* _EXERCISE_:
Write the records out once more, exactly as they appear below.

Region pointing data
▼

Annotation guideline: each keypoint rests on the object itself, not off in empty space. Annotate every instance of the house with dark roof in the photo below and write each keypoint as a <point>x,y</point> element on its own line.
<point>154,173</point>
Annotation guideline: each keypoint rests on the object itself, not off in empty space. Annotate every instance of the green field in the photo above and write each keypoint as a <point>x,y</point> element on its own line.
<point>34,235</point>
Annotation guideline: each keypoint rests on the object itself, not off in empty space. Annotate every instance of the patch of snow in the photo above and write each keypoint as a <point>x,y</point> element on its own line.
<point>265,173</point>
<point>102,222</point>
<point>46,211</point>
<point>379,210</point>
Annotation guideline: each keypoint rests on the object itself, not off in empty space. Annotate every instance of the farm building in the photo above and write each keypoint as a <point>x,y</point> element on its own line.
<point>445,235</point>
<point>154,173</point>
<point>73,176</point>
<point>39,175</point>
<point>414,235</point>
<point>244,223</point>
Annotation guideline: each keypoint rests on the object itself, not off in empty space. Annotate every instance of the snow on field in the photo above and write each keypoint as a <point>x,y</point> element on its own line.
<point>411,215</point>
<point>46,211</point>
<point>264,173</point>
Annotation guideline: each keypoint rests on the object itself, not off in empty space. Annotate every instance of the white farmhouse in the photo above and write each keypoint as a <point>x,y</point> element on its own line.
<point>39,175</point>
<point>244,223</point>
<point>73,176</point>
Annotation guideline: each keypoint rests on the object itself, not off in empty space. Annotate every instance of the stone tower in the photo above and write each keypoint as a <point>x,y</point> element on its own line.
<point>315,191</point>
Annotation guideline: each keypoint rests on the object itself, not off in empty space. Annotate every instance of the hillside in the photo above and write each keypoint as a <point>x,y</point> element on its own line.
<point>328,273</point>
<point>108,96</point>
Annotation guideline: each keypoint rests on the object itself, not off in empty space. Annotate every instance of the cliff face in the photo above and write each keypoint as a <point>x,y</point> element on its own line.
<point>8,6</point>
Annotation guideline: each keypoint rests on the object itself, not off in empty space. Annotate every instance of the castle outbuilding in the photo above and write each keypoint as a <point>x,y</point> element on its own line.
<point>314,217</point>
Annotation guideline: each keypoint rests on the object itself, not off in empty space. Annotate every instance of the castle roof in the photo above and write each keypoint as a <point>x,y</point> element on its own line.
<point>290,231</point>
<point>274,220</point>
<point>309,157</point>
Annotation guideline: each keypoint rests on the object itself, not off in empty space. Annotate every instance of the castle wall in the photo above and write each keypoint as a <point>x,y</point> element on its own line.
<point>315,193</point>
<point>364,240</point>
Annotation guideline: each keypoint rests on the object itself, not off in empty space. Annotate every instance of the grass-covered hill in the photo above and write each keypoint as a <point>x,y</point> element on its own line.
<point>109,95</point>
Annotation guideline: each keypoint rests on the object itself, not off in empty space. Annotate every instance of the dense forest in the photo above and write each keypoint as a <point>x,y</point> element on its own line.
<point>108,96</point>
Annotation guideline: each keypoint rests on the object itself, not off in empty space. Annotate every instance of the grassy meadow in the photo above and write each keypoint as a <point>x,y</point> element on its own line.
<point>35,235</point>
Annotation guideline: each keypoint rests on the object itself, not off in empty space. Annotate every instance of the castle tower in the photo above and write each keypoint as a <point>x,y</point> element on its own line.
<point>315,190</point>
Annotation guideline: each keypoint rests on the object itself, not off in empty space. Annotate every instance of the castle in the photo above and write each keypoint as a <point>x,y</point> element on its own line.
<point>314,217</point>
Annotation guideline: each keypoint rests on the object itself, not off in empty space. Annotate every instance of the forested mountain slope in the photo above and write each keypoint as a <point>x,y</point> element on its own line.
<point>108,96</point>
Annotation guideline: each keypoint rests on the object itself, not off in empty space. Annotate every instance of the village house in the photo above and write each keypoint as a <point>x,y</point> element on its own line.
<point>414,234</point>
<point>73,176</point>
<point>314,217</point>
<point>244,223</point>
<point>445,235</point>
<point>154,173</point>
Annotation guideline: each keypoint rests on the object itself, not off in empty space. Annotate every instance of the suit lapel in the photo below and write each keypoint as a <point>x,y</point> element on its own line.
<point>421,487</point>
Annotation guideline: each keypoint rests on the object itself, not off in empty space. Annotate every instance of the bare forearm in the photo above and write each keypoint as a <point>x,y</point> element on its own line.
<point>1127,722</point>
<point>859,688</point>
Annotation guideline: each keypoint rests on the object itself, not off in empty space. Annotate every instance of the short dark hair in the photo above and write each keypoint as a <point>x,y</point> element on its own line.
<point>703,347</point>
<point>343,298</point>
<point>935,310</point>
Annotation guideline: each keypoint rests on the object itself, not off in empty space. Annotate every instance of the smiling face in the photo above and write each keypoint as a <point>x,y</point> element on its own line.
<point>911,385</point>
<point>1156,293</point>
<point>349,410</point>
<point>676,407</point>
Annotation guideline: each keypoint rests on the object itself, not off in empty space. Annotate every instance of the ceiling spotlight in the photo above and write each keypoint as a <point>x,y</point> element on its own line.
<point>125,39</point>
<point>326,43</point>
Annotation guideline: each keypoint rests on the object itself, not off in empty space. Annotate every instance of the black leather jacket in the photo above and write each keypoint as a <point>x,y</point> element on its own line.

▲

* _ANSWER_:
Annotation guideline: each keypoint rests on the object itself, not off in empty space. Annotate every instance of the house with dark roof in the photo below and write each keypoint as a <point>x,y</point> element on its own line.
<point>154,173</point>
Annotation guideline: each keypoint rests on the object itself, not off in empty space. Annotate every instance of the green field in the photo above and write each keypoint as a <point>x,y</point> element on its own line.
<point>34,235</point>
Annotation guideline: each keypoint rests on the object itself, not off in empty space. Annotate every instance of the patch of snow in the photo above and write each keypoint as a <point>x,y</point> element on its own line.
<point>265,173</point>
<point>102,222</point>
<point>46,211</point>
<point>379,210</point>
Annotation guideline: each keypoint rests on the object itself, not off in empty space. Annotate every instance of the farm building in the photo above and write each keypoint as a <point>x,y</point> element on its own line.
<point>445,235</point>
<point>154,173</point>
<point>73,176</point>
<point>39,175</point>
<point>414,235</point>
<point>244,223</point>
Annotation guideline: each keypoint rests on the object itself, not off in empty space. Annotate every instance of the snow on field in the photo above and write each keypoint as a <point>x,y</point> element on its own line.
<point>411,215</point>
<point>46,211</point>
<point>264,173</point>
Annotation guideline: each keypoint rests on the object itself, not off in empty space. Annotate every instance of the white farmhouse in the photo above and write each keypoint as a <point>x,y</point> element on its own line.
<point>39,175</point>
<point>244,223</point>
<point>73,176</point>
Annotation guideline: each keypoint rests on the object itself, not off in empty space. Annotate every instance of the stone tower in the photo above and write each keypoint as a <point>x,y</point> element on its own line.
<point>315,191</point>
Annotation guideline: each keypoint rests on the object itself, not off in empty space. Annotate every instance of the hillside in the photo above and write each keypoint as a <point>x,y</point> element on its own line.
<point>328,273</point>
<point>108,96</point>
Annotation guideline: each keypoint rests on the object itself, not off in empty space. Annotate every instance of the cliff face in the photo above and write each keypoint as a <point>x,y</point> element on its own line.
<point>8,6</point>
Annotation guideline: each keypoint rests on the object itself, not off in empty space. Annotate every instance of the castle outbuilding in the photo above and write each keypoint as a <point>x,y</point> element on its own line.
<point>314,217</point>
Annotation guideline: each keypoint rests on the object itself, not off in empty space. Annotate every instance of the castle roof in the photo above and write each keypoint as a <point>x,y</point> element on its own line.
<point>290,231</point>
<point>274,220</point>
<point>309,157</point>
Annotation guideline: each keypoint rests on the object itself, not off in empty space. Annotate every instance of the castle wall in the photo above and write each keypoint as a <point>x,y</point> element on its own line.
<point>315,193</point>
<point>364,240</point>
Annotation guideline: each keypoint rests on the object itself, not off in empty space. Annotate every instance of the grass-covered hill in the photo above and write each keypoint as a <point>x,y</point> element on its own line.
<point>109,95</point>
Annotation guideline: each keypoint rests on the object itself, not off in empty space. Annotate every instance of the dense forest in the photo above and write each keypoint as a <point>x,y</point> element on its own line.
<point>108,96</point>
Annotation guideline: each keypoint rests on the object itself, not off in empty space. Annotate every instance of the grassy meadow in the photo above and write each keypoint as a <point>x,y</point> element on its own line.
<point>35,235</point>
Annotation guideline: each keypoint rests on the object itself, not off in empty space. Annotate every instance of the castle tower in the photo above and write each keypoint as a <point>x,y</point> element on its own line.
<point>315,190</point>
Annotation guideline: each keypoint rests on the object itself, not off in empty space. Annotate every instance of the castle in the photo above and write each keypoint as a <point>x,y</point> element on its own line.
<point>314,217</point>
Annotation guideline: each keypoint rests on the object itself, not off in empty space. Annotate every instance of the forested mountain slope in the photo above and write each keypoint as a <point>x,y</point> element on its own line.
<point>108,96</point>
Annotation guideline: each keypoint rests on the object itself, not off in empty space. Annotate every instance of the village house in the photo above and write each keypoint as a <point>x,y</point> element on its own line.
<point>414,234</point>
<point>73,176</point>
<point>314,217</point>
<point>244,223</point>
<point>445,235</point>
<point>154,173</point>
Annotation guideline: each keypoint rests on the object itself, not off in empty space. Annotate every instance of the suit lapel in the photo below and write each keypoint as a <point>x,y</point> element on its own line.
<point>421,487</point>
Annotation guideline: each keypoint rests on the object itself, not off in empty space. Annotate every instance of the bare forearm in the photo above and write each keypoint as a <point>x,y</point> element on its own line.
<point>1127,722</point>
<point>859,688</point>
Annotation guideline: each keypoint rests on the object itself, not off in empty space. Annotate every instance of the short dark hair in the photo above and write each keypoint as a <point>x,y</point> element on its own line.
<point>703,347</point>
<point>343,298</point>
<point>935,310</point>
Annotation guideline: each keypoint rests on the object itself, not off in empty space. Annotate every instance of the smiling face in the photo above and write each keypoint as a <point>x,y</point> element on its own line.
<point>911,385</point>
<point>1156,293</point>
<point>349,410</point>
<point>676,407</point>
Annotation guideline: each keypoint rests on the object itself, not off in empty space. Annotate every instance of the ceiling spotlight in the photo above and write each keypoint as a <point>x,y</point> element on its own line.
<point>125,39</point>
<point>326,43</point>
Annotation guideline: each keypoint rests on the object itself, not off in empty space. Annotate every instance of the black leather jacket in the photo above and write each keypoint as a <point>x,y</point> element on its own line.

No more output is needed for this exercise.